┌────────
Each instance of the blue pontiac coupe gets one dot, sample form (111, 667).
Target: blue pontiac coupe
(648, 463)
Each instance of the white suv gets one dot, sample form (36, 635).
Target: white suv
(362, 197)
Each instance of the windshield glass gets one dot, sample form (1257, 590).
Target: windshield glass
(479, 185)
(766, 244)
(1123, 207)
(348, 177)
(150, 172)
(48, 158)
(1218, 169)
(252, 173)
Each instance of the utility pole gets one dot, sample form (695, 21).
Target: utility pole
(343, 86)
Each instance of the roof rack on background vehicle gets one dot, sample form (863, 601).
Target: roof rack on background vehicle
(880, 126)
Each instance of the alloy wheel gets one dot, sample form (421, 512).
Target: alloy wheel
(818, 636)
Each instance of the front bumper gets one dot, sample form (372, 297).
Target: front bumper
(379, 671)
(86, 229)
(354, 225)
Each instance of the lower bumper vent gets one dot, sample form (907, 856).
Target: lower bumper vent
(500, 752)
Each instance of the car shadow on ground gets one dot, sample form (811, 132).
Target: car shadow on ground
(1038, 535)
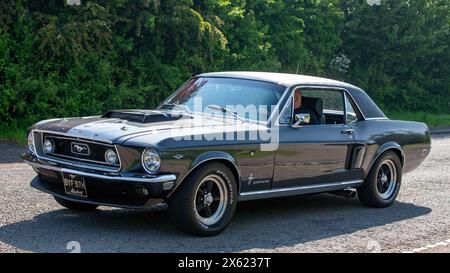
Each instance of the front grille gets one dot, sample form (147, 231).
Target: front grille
(76, 149)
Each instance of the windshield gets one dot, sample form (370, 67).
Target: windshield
(248, 99)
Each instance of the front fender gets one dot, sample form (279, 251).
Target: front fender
(207, 157)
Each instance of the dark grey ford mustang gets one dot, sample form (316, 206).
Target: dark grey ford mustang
(228, 137)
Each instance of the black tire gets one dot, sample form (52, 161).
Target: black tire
(191, 217)
(75, 205)
(380, 190)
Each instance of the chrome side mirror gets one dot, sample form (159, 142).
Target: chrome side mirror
(301, 119)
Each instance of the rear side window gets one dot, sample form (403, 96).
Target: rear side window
(333, 101)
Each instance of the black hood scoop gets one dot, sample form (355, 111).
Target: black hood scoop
(143, 116)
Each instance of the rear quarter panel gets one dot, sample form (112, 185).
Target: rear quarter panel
(411, 138)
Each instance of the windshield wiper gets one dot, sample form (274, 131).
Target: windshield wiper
(179, 106)
(225, 110)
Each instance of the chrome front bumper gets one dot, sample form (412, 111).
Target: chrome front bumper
(114, 189)
(49, 165)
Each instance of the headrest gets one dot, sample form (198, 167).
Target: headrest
(314, 104)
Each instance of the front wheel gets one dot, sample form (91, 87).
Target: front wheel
(382, 185)
(206, 201)
(75, 205)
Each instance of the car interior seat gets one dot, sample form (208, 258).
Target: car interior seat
(315, 105)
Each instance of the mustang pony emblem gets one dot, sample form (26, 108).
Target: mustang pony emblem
(78, 148)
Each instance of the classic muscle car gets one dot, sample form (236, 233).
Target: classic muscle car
(202, 154)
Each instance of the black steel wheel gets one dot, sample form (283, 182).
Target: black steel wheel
(382, 184)
(206, 201)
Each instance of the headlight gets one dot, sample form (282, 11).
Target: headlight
(30, 141)
(48, 146)
(151, 160)
(111, 156)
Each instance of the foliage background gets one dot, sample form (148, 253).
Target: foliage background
(60, 60)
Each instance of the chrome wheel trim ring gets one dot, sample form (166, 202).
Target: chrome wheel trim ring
(387, 177)
(221, 194)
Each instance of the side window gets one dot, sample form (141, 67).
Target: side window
(286, 116)
(327, 105)
(350, 114)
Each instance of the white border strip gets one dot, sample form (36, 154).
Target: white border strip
(436, 245)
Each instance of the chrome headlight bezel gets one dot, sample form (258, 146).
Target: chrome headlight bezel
(152, 156)
(44, 146)
(30, 143)
(116, 155)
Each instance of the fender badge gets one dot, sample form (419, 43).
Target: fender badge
(251, 178)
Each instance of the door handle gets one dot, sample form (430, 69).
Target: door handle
(348, 131)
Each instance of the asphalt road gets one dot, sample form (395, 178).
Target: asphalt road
(31, 221)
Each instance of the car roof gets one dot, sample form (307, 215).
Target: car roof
(368, 107)
(278, 78)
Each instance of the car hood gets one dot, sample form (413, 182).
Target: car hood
(119, 130)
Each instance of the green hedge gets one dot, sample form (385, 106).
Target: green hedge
(59, 60)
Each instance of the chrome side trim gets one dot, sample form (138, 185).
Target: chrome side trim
(297, 190)
(156, 179)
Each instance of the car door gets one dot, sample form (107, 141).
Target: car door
(316, 154)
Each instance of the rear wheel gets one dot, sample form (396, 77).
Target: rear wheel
(382, 185)
(206, 201)
(75, 205)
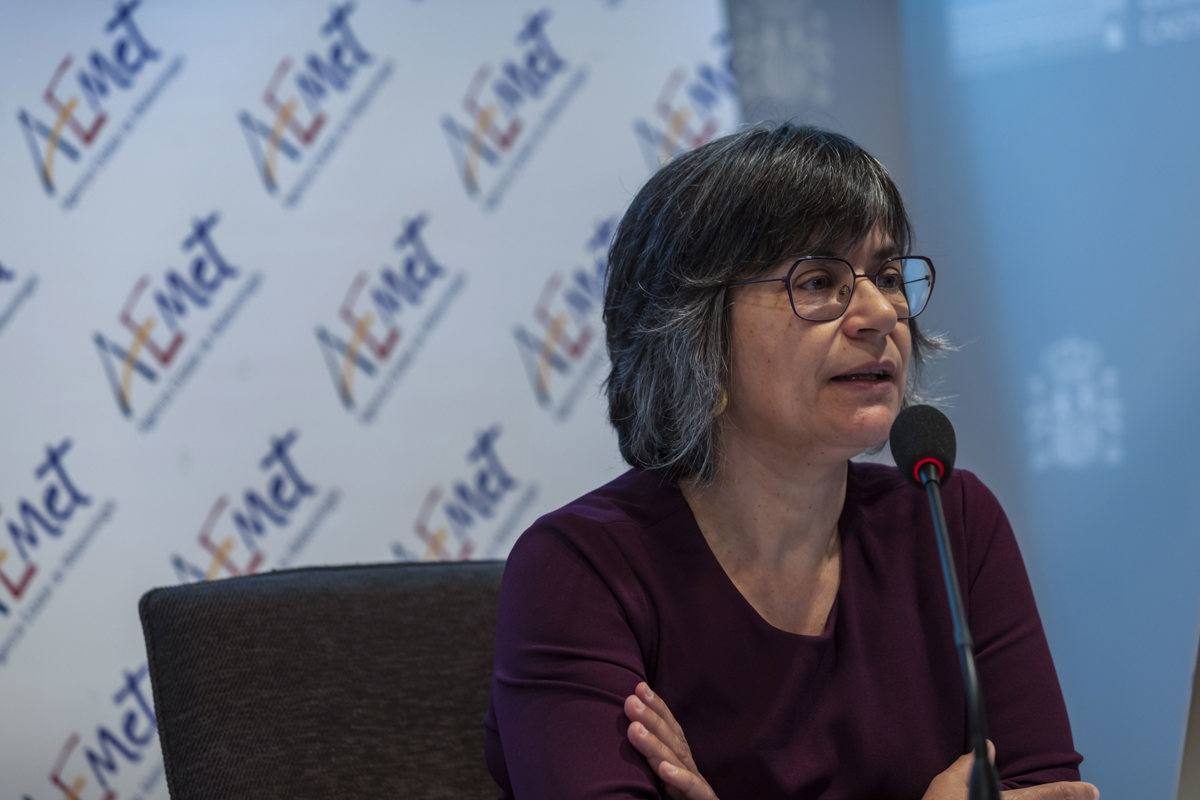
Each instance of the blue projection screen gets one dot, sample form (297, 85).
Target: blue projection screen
└────────
▶ **EXERCISE DIRECTIONS**
Scan the entries above for the line containing "Each instance of the dark", and copy it and all lines after it exactly, down to and including the line containing "Each instance of the mustang".

▶ **EXERCISE SOLUTION**
Each instance of the dark grey ford mustang gets one dot, sample form (316, 206).
Target: dark grey ford mustang
(228, 137)
Each instance of the black tire gets one dot, sample form (52, 161).
Target: black tire
(191, 217)
(75, 205)
(380, 190)
Each instance of the chrome side mirror gets one dot, sample form (159, 142).
Target: chrome side mirror
(301, 119)
Each instance of the rear side window gets one dot, sample form (403, 96).
Target: rear side window
(333, 101)
Each instance of the black hood scoop gets one dot, sample form (355, 111).
Target: black hood scoop
(143, 116)
Each instance of the rear quarter panel gets one dot, sample form (112, 185).
Target: rear quarter panel
(411, 138)
Each instance of the windshield wiper gets one dot, sample form (274, 131).
Target: windshield wiper
(179, 106)
(225, 110)
Each instance of the chrome front bumper gets one dot, sample form (412, 111).
Target: chrome front bumper
(114, 189)
(49, 165)
Each instance of the headrest gets one dot, sample form (198, 167).
Target: headrest
(314, 104)
Each instance of the front wheel gets one dot, sample form (91, 87).
Target: front wheel
(382, 185)
(206, 201)
(75, 205)
Each instance of the car interior seat gets one dot, sample form (208, 258).
Target: car interior seat
(315, 105)
Each instance of the mustang pony emblem gets one dot, sample form (26, 108).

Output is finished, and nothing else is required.